**THE TASKS:**
1) Reproduce the passage of the WasmGC security article between "The WebAssembly Garbage" and "collects these objects.", inclusive, word for word.
2) Write the next part of the WasmGC security article, starting right after its last sentence.
[BEGIN EXCERPT PROVIDED]
WasmGC Security Implications for Multi-Tenant Runtimes

Problem

Classic WebAssembly memory safety is built on a single, simple invariant: every module gets a contiguous, sandboxed linear memory. Heap data, stack frames, and global state all live inside that flat byte array. The runtime enforces bounds on every load and store. There is no pointer arithmetic that can escape the array bounds, no garbage collector, and no reference to any object outside the module’s own memory region. The attack surface for memory corruption is well-understood and relatively narrow.

The WebAssembly Garbage Collection proposal (WasmGC) fundamentally changes that invariant. Reaching Stage 4 in October 2023 and shipping in V8 since Chrome 119 and SpiderMonkey since Firefox 120, WasmGC adds a managed heap alongside linear memory. Modules can define typed struct and array types, allocate instances of them with struct.new and array.new, and hold references to those instances via typed reference values — ref.struct, ref.array, and externref. The GC, not the module, owns and collects these objects.
[END EXCERPT PROVIDED]
[BEGIN DATA RECORDS]
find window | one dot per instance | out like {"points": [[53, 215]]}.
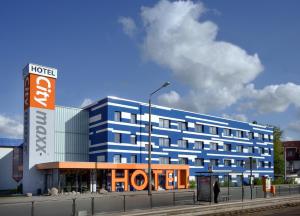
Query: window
{"points": [[269, 164], [117, 158], [164, 160], [117, 116], [239, 148], [213, 130], [133, 159], [133, 139], [118, 138], [227, 132], [164, 142], [133, 118], [182, 160], [199, 145], [261, 164], [146, 147], [213, 146], [227, 162], [251, 135], [239, 134], [270, 151], [250, 149], [199, 128], [261, 150], [182, 144], [227, 147], [214, 162], [270, 137], [101, 158], [182, 126], [164, 123], [239, 163], [199, 162]]}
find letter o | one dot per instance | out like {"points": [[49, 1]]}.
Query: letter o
{"points": [[134, 175]]}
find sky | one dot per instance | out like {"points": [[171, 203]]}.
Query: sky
{"points": [[234, 59]]}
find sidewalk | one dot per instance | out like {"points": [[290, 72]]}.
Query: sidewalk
{"points": [[232, 208]]}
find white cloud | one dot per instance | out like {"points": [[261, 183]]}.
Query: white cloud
{"points": [[129, 26], [217, 73], [274, 98], [239, 117], [10, 127], [86, 102], [294, 126]]}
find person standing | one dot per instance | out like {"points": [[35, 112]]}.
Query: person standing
{"points": [[216, 191]]}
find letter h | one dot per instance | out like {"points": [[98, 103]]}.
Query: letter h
{"points": [[115, 180]]}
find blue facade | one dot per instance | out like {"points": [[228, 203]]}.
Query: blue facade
{"points": [[118, 132]]}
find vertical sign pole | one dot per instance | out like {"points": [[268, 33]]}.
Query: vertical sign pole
{"points": [[251, 185]]}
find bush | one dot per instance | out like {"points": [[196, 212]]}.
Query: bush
{"points": [[192, 184]]}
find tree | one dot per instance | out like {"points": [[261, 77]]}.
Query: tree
{"points": [[278, 152]]}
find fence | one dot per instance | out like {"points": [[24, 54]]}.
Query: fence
{"points": [[96, 204]]}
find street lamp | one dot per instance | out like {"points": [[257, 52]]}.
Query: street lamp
{"points": [[149, 137]]}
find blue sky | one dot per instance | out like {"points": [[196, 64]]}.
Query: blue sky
{"points": [[95, 57]]}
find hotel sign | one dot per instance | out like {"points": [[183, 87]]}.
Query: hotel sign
{"points": [[39, 108]]}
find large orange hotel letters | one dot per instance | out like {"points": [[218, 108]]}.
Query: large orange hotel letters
{"points": [[105, 145]]}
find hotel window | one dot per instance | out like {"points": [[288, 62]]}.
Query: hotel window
{"points": [[182, 160], [164, 123], [269, 164], [227, 162], [261, 164], [117, 158], [146, 147], [250, 149], [133, 139], [164, 160], [239, 163], [182, 144], [133, 159], [199, 162], [262, 150], [118, 138], [199, 145], [182, 126], [213, 130], [227, 132], [213, 146], [214, 162], [117, 116], [227, 147], [133, 118], [199, 128], [251, 135], [164, 142], [269, 137], [239, 148], [239, 134]]}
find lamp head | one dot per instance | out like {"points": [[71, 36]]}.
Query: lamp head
{"points": [[166, 84]]}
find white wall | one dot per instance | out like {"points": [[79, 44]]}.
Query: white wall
{"points": [[6, 180]]}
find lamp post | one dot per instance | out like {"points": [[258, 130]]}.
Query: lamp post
{"points": [[149, 137]]}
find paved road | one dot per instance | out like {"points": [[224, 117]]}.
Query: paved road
{"points": [[289, 211]]}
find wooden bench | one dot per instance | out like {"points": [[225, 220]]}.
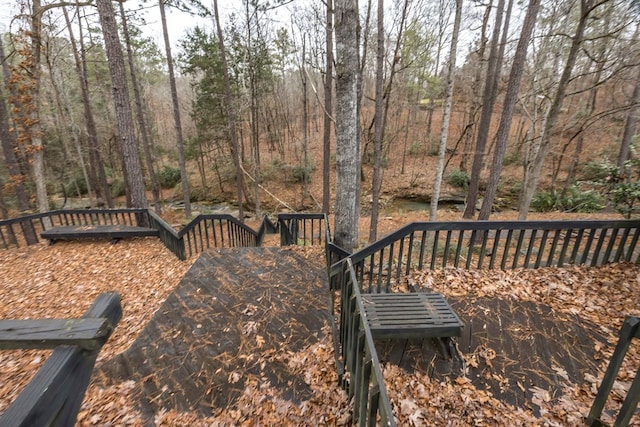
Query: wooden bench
{"points": [[55, 394], [113, 232], [410, 315]]}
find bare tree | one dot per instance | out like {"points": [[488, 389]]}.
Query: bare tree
{"points": [[184, 177], [230, 112], [630, 124], [124, 116], [513, 87], [328, 91], [142, 123], [347, 134], [488, 101], [7, 137], [96, 171], [442, 149], [532, 174], [378, 120]]}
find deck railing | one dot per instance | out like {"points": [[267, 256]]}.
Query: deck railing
{"points": [[202, 232], [494, 244], [55, 394], [357, 354], [219, 231], [303, 229], [25, 230], [357, 363]]}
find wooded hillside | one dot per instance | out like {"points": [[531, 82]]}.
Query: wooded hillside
{"points": [[539, 108]]}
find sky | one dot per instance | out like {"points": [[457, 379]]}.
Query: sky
{"points": [[178, 22]]}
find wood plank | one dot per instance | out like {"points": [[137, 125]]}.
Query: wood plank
{"points": [[50, 333], [119, 231], [54, 395], [410, 315]]}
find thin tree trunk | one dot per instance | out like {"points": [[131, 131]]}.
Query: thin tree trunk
{"points": [[513, 87], [328, 90], [95, 157], [305, 124], [444, 135], [630, 124], [184, 177], [378, 128], [348, 150], [488, 101], [7, 138], [34, 117], [533, 174], [122, 104], [146, 141], [230, 112]]}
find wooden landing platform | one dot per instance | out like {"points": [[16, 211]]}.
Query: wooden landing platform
{"points": [[113, 232], [219, 330], [410, 315]]}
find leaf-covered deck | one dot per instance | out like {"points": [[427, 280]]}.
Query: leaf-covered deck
{"points": [[233, 310]]}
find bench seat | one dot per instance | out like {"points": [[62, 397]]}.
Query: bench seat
{"points": [[113, 232], [410, 315]]}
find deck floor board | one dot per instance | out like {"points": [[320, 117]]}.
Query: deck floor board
{"points": [[207, 329]]}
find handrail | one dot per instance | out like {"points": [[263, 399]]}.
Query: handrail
{"points": [[358, 355], [495, 244], [55, 394], [24, 230], [302, 228]]}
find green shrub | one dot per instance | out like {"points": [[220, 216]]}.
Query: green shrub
{"points": [[118, 188], [301, 174], [573, 199], [458, 178], [623, 188], [415, 148], [597, 171], [77, 187], [168, 176], [544, 201]]}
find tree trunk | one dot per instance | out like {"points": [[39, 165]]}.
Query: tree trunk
{"points": [[488, 101], [535, 168], [36, 127], [305, 124], [510, 99], [378, 127], [95, 156], [124, 115], [184, 177], [347, 151], [447, 111], [230, 112], [7, 137], [328, 90], [146, 141], [630, 124]]}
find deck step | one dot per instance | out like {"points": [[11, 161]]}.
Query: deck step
{"points": [[411, 315]]}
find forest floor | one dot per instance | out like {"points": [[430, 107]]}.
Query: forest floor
{"points": [[62, 280]]}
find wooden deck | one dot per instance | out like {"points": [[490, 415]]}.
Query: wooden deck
{"points": [[233, 308], [113, 232]]}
[END DATA RECORDS]
**ANSWERS:**
1)
The WebAssembly Garbage Collection proposal (WasmGC) fundamentally changes that invariant. Reaching Stage 4 in October 2023 and shipping in V8 since Chrome 119 and SpiderMonkey since Firefox 120, WasmGC adds a managed heap alongside linear memory. Modules can define typed struct and array types, allocate instances of them with struct.new and array.new, and hold references to those instances via typed reference values — ref.struct, ref.array, and externref. The GC, not the module, owns and collects these objects.

2)
The security model shifts accordingly. GC objects are not in the module’s linear memory. They are in the runtime’s managed heap, subject to the runtime’s type system and reachability graph. The attack surface moves from linear memory bounds violations to: type confusion between GC struct subtypes, object reference leaks across module or tenant boundaries, timing side-channels from GC pause patterns, and resource exhaustion through unbounded object allocation. Each of these is qualitatively different from the overflows and out-of-bounds reads that WASM’s original design was built to prevent.

The motivation for WasmGC is real and significant. Languages like Kotlin, Dart, Scala, and eventually subsets of Java and Go compile naturally to a managed heap model. Before WasmGC, compiling these languages to WASM required either shipping a language-specific GC inside the module’s linear memory (massively inflating binary size and startup time) or restructuring the language runtime to avoid a GC entirely. WasmGC lets the runtime provide the GC, drastically simplifying compilation targets. The Kotlin/Wasm and Dart-to-Wasm toolchains both rely on WasmGC. This is why server-side runtimes are adding support: Wasmtime 25+ and WasmEdge 0.14+ both include WasmGC behind feature flags or by default in 2025 builds.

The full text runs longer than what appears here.